## TASK REQUIREMENTS
Lines with the word "beanie" in them must be copied from the records below.

══ SUPPLIED MATERIAL

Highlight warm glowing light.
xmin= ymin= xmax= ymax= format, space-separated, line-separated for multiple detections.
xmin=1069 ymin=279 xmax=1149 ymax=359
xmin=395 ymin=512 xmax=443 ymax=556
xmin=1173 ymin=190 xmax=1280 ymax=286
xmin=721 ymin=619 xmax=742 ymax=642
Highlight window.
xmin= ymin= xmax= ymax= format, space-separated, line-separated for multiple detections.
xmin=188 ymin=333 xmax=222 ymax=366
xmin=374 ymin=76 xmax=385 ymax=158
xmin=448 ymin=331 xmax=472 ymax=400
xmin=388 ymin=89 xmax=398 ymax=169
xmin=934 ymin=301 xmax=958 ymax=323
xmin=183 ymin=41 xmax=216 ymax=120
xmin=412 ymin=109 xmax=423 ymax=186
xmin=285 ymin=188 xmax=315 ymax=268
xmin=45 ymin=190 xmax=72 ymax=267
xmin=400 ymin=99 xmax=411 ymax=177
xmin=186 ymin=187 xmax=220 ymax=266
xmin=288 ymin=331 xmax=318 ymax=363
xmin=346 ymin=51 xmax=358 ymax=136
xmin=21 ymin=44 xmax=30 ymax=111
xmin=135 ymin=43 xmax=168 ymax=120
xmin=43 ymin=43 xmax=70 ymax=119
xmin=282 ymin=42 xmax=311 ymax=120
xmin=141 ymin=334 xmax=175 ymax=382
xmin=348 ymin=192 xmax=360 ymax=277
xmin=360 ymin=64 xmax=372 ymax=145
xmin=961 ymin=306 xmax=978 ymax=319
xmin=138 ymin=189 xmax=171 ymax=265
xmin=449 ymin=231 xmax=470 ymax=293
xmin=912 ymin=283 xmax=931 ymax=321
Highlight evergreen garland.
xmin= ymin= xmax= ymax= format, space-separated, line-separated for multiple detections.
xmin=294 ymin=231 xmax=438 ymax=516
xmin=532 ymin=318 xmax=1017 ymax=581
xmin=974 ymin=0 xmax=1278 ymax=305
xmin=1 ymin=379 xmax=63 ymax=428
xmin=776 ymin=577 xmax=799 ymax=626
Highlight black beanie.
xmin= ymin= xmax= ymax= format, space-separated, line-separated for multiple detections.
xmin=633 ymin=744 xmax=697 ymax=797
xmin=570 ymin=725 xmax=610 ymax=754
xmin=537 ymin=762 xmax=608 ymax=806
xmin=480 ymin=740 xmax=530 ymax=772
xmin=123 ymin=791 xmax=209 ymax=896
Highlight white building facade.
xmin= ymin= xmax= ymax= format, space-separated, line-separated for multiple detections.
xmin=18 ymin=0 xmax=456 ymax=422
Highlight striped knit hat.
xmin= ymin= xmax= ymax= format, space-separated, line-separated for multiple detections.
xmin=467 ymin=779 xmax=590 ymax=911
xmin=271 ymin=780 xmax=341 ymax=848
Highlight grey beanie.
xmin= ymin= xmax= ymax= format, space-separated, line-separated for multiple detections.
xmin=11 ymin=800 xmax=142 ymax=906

════

## ANSWER TO THE EXERCISE
Highlight black beanie.
Highlight grey beanie.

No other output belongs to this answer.